Arrange the data from the line containing "Produce the target" through the line containing "box: [492, 281, 516, 406]" as a Markdown table with the columns "Row" and "Line". Give each line a row number and leave out blank lines.
(Supplied data)
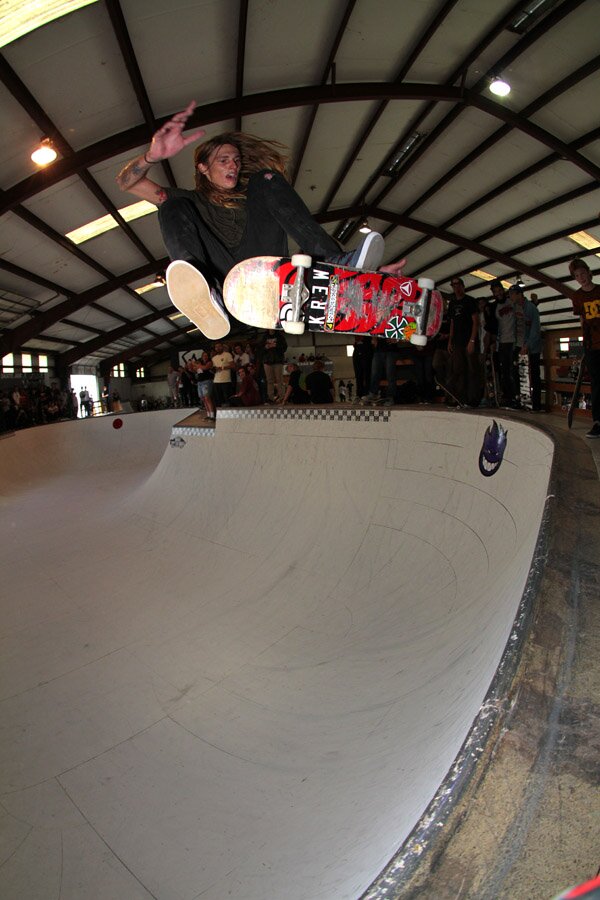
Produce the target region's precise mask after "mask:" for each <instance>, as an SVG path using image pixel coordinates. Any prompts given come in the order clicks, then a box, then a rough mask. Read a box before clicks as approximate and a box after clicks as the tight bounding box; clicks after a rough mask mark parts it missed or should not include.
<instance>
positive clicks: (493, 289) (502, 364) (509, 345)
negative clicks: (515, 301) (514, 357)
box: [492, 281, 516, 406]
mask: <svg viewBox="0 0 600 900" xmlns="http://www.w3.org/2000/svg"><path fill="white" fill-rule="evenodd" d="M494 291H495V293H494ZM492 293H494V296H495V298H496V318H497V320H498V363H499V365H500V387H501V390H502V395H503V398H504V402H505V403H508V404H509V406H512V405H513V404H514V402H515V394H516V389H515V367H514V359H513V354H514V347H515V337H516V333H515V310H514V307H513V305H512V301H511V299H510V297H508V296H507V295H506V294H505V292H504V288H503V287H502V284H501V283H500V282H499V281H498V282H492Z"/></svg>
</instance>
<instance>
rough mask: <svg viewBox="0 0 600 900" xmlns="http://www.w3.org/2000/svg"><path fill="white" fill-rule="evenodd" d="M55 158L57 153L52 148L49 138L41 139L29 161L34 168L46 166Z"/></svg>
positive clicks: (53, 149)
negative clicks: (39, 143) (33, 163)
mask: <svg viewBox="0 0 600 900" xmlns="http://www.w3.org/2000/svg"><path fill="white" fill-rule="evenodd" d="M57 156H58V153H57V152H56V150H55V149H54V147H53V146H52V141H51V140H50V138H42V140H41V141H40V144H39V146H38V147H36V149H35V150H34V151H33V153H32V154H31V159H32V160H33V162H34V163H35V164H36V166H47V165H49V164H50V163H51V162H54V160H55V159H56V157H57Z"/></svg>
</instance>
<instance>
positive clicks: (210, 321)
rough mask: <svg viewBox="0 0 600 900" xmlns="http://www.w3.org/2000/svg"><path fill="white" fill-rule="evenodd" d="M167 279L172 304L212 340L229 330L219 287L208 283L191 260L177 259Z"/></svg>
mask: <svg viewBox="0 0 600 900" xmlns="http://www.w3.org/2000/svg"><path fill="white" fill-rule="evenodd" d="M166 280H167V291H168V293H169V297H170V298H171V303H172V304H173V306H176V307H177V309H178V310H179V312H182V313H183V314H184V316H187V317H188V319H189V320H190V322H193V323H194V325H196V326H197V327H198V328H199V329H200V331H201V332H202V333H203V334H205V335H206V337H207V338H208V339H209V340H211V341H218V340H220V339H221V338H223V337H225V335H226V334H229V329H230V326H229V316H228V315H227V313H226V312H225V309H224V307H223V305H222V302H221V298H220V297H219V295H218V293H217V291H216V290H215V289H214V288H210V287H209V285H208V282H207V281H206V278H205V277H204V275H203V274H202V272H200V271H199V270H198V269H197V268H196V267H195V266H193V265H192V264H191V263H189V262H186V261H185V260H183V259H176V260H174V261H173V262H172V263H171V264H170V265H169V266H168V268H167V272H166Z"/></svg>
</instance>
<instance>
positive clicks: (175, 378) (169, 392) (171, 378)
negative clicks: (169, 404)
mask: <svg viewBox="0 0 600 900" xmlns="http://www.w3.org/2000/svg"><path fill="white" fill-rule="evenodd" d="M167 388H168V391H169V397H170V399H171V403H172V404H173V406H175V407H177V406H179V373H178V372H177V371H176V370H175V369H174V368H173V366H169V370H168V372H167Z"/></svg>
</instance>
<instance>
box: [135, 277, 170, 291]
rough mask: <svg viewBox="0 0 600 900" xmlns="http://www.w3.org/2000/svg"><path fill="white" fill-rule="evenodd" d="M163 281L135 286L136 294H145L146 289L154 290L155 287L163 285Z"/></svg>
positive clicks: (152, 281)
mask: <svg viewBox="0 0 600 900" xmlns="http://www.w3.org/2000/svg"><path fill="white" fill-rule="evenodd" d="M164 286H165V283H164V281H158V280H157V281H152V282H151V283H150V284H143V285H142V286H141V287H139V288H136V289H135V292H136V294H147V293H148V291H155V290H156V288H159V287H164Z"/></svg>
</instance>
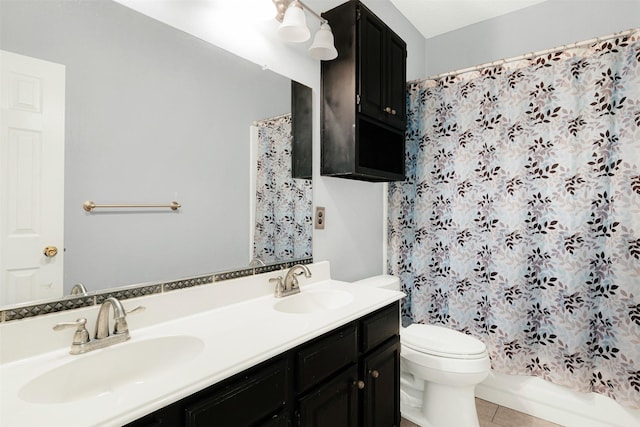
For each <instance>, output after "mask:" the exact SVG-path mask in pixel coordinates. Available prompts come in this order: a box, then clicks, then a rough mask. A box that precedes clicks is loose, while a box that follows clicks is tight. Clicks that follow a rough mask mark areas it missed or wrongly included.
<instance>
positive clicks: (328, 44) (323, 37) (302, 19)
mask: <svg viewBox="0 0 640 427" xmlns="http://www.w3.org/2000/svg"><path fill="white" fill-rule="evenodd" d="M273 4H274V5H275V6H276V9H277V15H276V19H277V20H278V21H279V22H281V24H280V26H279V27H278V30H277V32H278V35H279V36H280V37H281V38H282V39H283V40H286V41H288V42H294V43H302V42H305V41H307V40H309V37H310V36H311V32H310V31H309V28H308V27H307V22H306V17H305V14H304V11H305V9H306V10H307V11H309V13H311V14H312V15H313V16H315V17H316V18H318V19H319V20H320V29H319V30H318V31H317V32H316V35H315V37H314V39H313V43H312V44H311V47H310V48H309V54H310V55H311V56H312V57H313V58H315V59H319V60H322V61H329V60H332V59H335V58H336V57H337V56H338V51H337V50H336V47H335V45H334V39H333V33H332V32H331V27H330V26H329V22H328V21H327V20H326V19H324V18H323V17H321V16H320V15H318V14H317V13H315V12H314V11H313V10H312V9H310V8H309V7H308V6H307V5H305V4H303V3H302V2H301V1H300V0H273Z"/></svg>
(End Supplied data)
(Supplied data)
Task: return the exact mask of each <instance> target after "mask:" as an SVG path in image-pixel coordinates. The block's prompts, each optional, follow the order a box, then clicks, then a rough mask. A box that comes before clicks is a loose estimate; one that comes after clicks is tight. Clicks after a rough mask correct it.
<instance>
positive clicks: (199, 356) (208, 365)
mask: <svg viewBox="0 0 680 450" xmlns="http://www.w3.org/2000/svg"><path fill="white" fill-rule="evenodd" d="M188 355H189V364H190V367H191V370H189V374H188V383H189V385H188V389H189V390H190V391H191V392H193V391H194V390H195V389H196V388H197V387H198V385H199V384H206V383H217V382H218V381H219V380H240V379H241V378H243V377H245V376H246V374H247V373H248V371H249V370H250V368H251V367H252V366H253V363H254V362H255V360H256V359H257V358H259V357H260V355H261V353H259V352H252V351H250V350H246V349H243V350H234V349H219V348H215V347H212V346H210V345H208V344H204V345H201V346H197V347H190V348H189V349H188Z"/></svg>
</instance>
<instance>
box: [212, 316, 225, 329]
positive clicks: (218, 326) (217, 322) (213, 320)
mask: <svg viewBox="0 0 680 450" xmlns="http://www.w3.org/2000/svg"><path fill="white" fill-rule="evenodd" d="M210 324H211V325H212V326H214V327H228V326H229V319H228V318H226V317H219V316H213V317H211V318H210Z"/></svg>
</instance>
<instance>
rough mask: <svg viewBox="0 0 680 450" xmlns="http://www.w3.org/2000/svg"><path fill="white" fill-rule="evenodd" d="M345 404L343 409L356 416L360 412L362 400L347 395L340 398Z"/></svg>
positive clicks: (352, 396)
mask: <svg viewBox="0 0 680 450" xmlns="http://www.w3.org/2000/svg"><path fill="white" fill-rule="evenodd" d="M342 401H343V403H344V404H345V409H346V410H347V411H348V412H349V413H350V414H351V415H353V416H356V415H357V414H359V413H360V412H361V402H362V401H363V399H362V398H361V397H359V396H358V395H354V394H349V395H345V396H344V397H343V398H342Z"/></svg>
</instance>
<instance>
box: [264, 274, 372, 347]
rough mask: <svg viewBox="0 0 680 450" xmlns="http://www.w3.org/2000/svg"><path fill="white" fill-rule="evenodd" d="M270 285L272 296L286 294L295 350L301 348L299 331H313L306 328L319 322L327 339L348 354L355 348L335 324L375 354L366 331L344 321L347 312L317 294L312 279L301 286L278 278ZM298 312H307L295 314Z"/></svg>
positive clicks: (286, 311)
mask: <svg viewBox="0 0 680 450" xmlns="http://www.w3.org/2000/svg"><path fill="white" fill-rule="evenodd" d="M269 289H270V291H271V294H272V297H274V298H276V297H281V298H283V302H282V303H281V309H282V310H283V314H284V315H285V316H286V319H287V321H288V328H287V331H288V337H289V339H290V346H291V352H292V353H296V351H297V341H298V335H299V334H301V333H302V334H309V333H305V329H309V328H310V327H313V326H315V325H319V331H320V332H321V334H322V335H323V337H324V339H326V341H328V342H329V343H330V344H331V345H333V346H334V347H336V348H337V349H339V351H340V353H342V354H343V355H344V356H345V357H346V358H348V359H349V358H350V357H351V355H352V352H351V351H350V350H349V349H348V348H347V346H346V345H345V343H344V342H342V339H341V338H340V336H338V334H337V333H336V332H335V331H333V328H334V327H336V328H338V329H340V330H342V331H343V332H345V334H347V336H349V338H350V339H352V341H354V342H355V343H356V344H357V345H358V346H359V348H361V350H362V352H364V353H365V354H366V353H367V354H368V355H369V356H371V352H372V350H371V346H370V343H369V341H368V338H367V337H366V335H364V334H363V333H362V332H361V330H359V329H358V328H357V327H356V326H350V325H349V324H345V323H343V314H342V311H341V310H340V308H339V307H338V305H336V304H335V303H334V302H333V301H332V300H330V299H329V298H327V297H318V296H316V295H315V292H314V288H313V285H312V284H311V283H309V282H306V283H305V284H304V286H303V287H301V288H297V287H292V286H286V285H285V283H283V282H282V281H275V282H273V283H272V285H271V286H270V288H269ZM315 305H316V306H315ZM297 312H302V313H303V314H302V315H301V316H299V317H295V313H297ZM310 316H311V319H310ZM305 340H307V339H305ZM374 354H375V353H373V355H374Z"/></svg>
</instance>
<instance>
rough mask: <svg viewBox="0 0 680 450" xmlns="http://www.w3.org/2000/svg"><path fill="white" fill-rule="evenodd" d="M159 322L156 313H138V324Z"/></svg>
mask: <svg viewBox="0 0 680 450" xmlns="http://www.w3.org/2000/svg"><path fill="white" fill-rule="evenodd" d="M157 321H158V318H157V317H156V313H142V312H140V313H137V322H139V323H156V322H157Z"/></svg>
(End Supplied data)
— Response to this task —
| Row | Line |
|---|---|
| 1 | Produce the target region's precise mask after "mask:" for each <instance>, as an SVG path using image pixel coordinates. Any prompts given come in the order clicks, then a box, then a rough mask. Read a box before clicks as approximate and a box after clicks as the tight bounding box; clicks after a rough mask mark parts it missed or should not include. |
| 2 | <instance> |
| 3 | positive clicks: (493, 289) (502, 364) (509, 345) |
| 4 | negative clicks: (515, 301) (514, 357) |
| 5 | box: [492, 281, 516, 406] |